# Prompt A
Answer these questions using the article about the GPHG below:
(i) In what year did the GPHG become a public interest foundation?
(ii) Where was the first stop of this year's tour of nominated watches?
(iii) How many watches were on display, and across how many categories were they nominated?
# Prompt B
Summarize the article about the GPHG below in two sentences.
# Prompt C
Write a continuation of the article about the GPHG below, picking up after its final sentence.

# Text provided
Meet the woman behind ‘the Oscars of watchmaking’: director Carine Maillard on the GPHG’s journey to global recognition, celebrating the pinnacle of horological art
She was originally more invested in the art world, having studied Chinese art and medicine, but working in museums led her to the world of watchmaking
Over the past 23 years, the Grand Prix d’Horlogerie de Genève (GPHG) – supported not just by leading brands and watchmakers but luminaries across all sectors – has striven to celebrate the best in watchmaking. From its humble winning line-up of six watches in 2001, the GPHG grew to become a public interest foundation in 2011. It now comprises an academy of by-invite-only professionals across all segments of the industry: watchmakers, executives, retailers, journalists and more.
Each year ahead of the GPHG awards, the nominated watches are toured around the world; this year, their first stop was in Hong Kong. On display were 90 watches nominated across 15 categories, with a total of 21 awards up for grabs – one in each category, plus several overall awards including the Aiguille d’Or (Watch of the Year) and Special Jury Prize for a “personality, institution or initiative that has played a fundamental role in promoting high-quality watchmaking”.

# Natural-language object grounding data
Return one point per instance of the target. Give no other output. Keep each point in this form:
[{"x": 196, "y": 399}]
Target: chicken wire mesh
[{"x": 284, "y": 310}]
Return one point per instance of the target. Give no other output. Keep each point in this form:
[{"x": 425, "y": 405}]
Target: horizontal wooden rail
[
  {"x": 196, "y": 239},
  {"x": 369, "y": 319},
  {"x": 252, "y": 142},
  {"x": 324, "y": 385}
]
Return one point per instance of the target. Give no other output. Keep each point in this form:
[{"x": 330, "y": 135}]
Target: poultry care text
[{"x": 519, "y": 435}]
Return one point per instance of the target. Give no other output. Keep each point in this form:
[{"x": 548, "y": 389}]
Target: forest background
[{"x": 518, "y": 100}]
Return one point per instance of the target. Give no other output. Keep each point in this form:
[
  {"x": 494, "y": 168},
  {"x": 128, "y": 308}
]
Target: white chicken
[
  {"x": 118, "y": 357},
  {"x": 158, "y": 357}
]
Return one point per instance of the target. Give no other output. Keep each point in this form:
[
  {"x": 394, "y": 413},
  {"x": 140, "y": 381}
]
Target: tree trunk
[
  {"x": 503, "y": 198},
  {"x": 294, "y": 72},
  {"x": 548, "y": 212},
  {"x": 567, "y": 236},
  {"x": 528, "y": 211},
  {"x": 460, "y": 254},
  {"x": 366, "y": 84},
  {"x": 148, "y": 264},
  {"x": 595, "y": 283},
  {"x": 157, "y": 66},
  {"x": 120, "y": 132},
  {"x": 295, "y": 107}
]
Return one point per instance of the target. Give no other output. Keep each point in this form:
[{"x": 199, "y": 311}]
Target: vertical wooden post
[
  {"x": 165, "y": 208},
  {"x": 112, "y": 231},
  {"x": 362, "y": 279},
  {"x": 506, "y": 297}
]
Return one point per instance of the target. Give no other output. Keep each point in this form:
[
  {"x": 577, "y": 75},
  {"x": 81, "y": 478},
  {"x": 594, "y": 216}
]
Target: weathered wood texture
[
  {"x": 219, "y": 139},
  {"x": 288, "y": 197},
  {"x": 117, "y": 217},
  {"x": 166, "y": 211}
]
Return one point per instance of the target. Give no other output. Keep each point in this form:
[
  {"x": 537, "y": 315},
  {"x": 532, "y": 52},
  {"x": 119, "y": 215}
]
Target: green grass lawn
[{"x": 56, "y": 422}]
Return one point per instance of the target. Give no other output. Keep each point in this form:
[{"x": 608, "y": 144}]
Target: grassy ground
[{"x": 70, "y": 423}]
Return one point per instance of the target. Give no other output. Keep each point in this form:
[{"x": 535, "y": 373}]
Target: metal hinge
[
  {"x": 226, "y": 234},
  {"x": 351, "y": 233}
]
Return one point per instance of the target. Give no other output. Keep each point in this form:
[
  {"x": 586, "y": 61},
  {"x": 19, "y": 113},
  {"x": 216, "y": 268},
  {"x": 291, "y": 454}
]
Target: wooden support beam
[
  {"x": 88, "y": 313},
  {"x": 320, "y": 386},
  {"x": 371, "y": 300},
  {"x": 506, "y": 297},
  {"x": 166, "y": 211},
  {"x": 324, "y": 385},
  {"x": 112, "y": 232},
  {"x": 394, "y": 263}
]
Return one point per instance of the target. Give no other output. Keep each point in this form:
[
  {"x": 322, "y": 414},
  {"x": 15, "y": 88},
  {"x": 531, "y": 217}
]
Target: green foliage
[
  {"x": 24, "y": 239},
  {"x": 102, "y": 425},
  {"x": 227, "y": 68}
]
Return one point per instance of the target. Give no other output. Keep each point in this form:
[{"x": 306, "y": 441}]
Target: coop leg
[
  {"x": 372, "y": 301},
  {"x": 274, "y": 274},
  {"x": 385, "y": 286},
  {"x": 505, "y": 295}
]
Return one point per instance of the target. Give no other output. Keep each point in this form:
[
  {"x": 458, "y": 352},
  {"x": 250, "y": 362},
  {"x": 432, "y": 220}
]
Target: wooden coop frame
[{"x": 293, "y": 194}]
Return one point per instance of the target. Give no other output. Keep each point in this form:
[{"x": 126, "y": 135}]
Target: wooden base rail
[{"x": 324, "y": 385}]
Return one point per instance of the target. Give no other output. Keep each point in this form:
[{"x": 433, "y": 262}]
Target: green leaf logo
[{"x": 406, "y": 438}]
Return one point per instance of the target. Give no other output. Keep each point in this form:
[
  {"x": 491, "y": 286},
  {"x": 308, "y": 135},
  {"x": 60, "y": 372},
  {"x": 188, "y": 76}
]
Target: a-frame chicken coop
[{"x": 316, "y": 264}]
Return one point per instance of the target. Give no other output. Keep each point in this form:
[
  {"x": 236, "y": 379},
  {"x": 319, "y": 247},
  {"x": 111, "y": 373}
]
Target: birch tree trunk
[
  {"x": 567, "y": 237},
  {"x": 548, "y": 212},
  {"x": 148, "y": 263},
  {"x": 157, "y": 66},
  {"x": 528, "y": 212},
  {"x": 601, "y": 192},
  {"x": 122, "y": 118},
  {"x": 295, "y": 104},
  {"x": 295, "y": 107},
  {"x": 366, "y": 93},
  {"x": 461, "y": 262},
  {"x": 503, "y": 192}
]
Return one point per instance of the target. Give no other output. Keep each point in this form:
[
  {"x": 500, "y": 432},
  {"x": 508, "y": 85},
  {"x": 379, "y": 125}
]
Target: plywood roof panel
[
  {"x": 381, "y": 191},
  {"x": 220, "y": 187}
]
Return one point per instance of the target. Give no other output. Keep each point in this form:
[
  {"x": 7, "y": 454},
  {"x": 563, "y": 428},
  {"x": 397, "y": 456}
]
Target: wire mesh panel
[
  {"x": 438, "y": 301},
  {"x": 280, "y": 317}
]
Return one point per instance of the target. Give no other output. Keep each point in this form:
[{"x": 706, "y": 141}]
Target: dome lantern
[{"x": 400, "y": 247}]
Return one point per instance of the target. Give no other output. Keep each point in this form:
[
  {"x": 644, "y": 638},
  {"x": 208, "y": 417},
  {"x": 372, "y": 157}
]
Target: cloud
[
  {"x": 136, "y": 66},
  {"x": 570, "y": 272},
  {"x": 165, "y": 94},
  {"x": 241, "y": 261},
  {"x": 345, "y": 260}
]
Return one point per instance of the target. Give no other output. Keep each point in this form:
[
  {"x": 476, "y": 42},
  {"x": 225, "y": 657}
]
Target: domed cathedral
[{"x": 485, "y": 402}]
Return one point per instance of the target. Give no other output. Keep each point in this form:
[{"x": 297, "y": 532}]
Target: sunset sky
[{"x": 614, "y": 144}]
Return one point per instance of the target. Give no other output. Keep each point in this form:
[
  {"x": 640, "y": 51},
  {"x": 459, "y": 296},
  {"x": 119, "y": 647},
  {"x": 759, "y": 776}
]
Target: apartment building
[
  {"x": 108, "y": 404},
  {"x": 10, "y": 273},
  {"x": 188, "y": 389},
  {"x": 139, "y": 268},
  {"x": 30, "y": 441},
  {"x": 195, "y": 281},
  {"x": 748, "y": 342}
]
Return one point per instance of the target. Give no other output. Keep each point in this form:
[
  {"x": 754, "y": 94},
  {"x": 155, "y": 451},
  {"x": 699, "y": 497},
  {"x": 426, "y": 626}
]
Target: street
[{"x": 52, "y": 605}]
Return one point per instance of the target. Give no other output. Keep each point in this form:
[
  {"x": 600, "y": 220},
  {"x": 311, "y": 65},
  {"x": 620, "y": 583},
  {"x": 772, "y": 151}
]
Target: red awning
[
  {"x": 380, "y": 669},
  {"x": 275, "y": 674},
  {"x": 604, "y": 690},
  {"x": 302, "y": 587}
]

# Answer A
(i) 2011
(ii) Hong Kong
(iii) 90 watches across 15 categories

# Answer B
Carine Maillard, director of the GPHG, came to watchmaking through museum work after studying Chinese art and medicine, and over 23 years the GPHG has grown from a line-up of six winning watches in 2001 to a public interest foundation with an invitation-only academy of industry professionals. Before each awards ceremony the nominated watches tour the world, and this year's first stop in Hong Kong displayed 90 watches from 15 categories competing for 21 awards, including the Aiguille d'Or and a Special Jury Prize.

# Answer C
At the helm of these initiatives is Carine Maillard, the head of Fondation du GPHG (the GPHG Foundation), who was in Hong Kong with the timepieces for the tour’s first stop. Born and raised in Switzerland, Maillard was originally more invested in the art world, having studied Chinese art and medicine.
“At first, I was very much interested in Asian art,” she says. “Little by little, working in museums, I discovered the world of watchmaking. I wanted to organise exhibitions to show art to people because I think art is so important.”
Her passion for such projects translated well to high horology when she joined the late Carlo Lamprecht, a former Geneva state councillor, in starting the GPHG Foundation in 2011. Before then, the awards were a private initiative run by a group of journalists, she explains.
“It was a great opportunity. I could really take something from the beginning and create, and art is about creating something,” Maillard says, adding that the aim was to create something akin to the Oscars of watchmaking. “Watchmakers are artists most of the time,” she opines.
Maillard points to the sprawling diversity of watch design on show at the annual awards. “You have watches for everybody … for if you like a very sober design, or if you like something with butterflies and flowers, or if you like a good story or technical achievement.”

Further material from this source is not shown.